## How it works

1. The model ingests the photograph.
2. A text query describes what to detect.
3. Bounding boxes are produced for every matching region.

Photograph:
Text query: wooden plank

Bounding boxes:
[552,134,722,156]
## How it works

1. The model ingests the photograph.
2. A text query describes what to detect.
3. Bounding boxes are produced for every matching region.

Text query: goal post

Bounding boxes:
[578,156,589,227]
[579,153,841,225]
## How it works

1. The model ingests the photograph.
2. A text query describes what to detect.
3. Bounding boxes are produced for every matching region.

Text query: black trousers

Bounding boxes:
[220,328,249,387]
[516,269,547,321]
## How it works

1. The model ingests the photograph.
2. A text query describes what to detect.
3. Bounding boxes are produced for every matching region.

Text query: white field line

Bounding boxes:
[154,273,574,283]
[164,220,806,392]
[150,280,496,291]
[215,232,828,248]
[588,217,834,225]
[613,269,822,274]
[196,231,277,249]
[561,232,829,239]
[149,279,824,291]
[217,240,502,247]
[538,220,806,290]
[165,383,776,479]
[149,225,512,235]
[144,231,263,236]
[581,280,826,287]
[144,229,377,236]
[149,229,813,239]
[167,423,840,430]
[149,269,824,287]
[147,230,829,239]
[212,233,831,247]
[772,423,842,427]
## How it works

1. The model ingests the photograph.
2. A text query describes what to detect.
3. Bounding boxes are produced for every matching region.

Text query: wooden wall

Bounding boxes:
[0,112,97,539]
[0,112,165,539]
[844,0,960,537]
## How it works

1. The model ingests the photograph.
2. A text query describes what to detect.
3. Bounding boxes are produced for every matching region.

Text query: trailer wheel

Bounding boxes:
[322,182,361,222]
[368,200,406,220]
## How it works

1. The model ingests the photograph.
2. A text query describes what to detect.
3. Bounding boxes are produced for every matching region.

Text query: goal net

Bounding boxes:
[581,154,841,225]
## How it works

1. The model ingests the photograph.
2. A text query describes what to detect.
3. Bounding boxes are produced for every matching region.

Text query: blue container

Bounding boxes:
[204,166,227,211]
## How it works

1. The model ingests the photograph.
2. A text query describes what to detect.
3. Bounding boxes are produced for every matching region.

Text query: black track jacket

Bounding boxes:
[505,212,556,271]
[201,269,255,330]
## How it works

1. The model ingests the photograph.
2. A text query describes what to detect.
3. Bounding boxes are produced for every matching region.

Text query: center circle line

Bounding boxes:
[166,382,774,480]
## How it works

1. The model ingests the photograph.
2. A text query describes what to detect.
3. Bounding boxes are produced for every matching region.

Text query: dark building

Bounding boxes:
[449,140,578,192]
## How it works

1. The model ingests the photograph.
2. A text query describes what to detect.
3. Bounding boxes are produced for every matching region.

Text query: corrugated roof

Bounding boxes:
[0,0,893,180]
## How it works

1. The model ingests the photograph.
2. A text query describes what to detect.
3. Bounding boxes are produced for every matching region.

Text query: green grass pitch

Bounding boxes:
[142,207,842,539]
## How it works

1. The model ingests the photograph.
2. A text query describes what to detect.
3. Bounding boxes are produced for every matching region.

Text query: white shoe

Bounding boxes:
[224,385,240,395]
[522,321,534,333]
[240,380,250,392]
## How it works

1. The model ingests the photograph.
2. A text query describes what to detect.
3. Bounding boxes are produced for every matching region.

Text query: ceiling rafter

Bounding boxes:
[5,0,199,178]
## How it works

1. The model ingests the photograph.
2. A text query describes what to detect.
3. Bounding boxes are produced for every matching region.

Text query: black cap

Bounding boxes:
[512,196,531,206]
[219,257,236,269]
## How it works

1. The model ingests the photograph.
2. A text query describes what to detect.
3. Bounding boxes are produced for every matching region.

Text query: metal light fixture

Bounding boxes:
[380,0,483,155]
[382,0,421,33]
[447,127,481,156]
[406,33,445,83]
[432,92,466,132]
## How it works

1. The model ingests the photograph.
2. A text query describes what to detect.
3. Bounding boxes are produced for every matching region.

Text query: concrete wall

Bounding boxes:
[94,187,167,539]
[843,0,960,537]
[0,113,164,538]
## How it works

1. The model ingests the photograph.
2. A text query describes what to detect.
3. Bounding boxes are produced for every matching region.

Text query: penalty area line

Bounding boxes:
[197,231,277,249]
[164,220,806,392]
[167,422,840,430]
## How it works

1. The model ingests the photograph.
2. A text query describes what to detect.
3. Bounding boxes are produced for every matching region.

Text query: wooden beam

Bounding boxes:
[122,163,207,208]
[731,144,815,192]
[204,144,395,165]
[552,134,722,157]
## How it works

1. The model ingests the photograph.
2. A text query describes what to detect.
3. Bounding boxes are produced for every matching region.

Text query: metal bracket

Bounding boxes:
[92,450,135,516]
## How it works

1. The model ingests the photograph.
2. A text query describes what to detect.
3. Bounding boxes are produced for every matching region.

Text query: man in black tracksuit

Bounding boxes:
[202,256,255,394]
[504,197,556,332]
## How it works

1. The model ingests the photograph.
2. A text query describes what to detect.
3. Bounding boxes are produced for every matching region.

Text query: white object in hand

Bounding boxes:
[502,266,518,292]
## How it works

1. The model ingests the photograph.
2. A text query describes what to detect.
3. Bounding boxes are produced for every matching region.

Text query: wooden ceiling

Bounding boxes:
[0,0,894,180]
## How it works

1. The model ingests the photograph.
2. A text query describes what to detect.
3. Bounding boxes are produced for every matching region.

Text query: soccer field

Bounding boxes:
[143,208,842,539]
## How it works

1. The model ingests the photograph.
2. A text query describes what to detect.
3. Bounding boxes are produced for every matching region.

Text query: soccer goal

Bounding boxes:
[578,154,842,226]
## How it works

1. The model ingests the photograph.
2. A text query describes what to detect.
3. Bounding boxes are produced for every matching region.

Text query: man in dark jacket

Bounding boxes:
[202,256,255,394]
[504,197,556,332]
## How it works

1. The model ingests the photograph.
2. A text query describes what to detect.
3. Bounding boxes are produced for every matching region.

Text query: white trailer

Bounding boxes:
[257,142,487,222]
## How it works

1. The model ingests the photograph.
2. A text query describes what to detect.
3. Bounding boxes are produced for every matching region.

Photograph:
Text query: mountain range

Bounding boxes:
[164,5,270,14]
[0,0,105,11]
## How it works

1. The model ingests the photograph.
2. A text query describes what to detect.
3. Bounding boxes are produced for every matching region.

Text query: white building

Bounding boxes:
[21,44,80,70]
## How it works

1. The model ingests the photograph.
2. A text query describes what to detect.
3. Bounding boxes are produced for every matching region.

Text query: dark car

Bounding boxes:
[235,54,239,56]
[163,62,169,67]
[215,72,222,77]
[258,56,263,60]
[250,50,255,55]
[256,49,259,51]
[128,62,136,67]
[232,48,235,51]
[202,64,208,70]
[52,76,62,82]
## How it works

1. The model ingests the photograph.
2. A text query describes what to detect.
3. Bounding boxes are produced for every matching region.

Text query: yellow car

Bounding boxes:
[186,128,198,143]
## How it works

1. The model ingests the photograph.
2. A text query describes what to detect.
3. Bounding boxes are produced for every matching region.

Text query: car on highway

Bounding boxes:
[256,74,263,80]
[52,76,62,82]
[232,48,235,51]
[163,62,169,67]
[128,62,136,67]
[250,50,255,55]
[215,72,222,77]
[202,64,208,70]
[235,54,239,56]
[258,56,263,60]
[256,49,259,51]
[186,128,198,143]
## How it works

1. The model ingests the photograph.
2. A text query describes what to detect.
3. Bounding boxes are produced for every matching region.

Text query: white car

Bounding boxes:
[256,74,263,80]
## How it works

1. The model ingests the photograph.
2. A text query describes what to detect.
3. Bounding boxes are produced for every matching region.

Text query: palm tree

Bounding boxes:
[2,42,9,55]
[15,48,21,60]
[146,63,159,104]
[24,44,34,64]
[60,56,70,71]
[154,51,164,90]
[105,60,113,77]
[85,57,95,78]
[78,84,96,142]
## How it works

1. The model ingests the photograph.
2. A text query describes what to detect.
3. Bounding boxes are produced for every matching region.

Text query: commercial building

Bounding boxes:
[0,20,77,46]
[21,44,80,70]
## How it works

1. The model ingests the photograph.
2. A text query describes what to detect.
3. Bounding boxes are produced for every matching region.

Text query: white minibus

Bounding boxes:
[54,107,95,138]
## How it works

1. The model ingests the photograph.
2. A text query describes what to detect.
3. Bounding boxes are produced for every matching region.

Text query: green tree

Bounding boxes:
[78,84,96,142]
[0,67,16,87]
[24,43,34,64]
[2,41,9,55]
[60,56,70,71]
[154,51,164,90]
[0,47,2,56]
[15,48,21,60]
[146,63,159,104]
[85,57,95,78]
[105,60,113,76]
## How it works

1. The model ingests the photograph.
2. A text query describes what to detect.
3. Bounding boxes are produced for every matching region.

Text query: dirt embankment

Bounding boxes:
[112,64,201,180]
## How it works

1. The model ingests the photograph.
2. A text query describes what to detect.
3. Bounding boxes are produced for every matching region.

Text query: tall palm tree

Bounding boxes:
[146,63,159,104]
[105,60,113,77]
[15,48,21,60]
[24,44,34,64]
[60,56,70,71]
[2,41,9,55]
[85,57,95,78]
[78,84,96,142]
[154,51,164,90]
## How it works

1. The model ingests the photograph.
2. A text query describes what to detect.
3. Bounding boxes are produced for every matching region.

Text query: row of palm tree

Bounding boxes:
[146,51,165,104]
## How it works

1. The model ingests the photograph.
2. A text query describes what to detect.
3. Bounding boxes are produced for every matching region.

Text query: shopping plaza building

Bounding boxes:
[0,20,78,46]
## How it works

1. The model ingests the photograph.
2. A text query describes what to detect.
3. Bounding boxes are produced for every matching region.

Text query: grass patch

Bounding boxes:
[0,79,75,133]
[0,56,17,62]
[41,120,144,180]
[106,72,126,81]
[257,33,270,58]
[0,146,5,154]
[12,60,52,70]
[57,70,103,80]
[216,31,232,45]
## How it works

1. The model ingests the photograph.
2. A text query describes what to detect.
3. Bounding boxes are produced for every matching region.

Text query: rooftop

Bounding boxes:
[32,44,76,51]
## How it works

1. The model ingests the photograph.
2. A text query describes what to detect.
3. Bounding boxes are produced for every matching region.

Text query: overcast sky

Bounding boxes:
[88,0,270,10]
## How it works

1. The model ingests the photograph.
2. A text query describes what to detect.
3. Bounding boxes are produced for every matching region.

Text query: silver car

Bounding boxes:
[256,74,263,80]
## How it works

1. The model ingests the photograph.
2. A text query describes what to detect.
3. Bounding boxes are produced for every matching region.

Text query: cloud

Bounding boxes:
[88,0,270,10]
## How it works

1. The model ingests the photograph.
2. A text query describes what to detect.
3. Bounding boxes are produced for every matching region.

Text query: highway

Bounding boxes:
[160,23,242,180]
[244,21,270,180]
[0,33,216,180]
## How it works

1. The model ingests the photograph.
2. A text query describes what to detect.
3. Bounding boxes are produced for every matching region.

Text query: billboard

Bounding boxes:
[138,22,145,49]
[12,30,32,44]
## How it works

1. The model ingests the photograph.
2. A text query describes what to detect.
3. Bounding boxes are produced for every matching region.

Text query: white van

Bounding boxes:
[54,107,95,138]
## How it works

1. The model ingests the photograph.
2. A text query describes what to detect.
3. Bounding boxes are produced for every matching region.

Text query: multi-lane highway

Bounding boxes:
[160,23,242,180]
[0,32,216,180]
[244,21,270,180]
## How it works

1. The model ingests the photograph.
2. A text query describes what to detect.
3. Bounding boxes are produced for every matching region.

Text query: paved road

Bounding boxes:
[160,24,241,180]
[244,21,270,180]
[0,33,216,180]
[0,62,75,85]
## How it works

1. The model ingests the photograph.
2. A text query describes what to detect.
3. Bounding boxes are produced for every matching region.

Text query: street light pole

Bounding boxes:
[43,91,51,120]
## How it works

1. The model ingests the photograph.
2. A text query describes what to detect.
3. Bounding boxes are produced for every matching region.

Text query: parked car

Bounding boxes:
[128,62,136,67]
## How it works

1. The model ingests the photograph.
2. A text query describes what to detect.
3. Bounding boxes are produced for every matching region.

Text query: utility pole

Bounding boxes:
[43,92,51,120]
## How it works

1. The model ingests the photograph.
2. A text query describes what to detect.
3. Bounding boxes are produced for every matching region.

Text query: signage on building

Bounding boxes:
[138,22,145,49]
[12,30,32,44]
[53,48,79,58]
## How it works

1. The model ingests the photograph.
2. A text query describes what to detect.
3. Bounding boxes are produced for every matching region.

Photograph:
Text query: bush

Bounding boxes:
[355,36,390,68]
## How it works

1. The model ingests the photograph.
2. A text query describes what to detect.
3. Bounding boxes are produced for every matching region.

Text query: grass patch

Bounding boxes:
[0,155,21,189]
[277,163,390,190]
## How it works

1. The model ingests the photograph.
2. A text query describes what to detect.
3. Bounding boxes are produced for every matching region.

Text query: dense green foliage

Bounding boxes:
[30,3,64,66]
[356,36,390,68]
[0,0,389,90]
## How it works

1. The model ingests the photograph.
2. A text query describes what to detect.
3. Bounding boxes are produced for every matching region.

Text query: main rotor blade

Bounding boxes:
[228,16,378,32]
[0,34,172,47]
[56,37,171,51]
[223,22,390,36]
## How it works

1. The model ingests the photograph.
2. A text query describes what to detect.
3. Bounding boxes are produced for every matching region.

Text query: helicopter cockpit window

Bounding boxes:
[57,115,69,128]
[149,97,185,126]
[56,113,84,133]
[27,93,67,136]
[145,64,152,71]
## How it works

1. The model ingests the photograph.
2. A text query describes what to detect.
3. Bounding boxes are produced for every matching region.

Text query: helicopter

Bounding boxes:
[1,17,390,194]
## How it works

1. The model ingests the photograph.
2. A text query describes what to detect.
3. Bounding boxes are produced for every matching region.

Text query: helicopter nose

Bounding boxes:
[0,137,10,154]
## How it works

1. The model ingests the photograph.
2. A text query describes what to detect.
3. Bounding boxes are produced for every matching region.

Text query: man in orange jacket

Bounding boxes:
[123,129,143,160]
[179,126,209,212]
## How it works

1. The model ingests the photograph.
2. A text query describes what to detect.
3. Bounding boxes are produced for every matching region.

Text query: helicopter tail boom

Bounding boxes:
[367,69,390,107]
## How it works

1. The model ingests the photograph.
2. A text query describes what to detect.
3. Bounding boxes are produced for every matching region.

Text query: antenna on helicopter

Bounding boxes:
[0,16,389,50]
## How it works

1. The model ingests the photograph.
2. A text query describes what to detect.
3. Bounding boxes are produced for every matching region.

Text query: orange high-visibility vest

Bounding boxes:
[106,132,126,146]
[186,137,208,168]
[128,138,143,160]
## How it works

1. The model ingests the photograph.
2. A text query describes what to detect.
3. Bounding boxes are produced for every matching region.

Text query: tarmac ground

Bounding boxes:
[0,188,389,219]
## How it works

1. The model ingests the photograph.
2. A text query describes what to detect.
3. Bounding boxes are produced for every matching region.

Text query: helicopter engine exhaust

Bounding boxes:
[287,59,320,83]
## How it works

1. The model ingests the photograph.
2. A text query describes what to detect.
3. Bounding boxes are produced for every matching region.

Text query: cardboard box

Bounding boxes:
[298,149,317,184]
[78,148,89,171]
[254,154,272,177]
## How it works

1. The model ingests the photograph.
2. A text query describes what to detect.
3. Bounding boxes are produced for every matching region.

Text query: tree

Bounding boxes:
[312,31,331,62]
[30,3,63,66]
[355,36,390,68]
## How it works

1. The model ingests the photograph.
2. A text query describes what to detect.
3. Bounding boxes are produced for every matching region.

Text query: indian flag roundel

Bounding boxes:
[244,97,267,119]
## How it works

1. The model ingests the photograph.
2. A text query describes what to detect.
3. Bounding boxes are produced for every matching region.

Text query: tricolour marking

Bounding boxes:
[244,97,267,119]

Task goal →
Search the material above for "jacket". Pull out each line where it shows up.

Result of this task →
Text query: black track jacket
Text query: man in dark jacket
Text query: man in orange jacket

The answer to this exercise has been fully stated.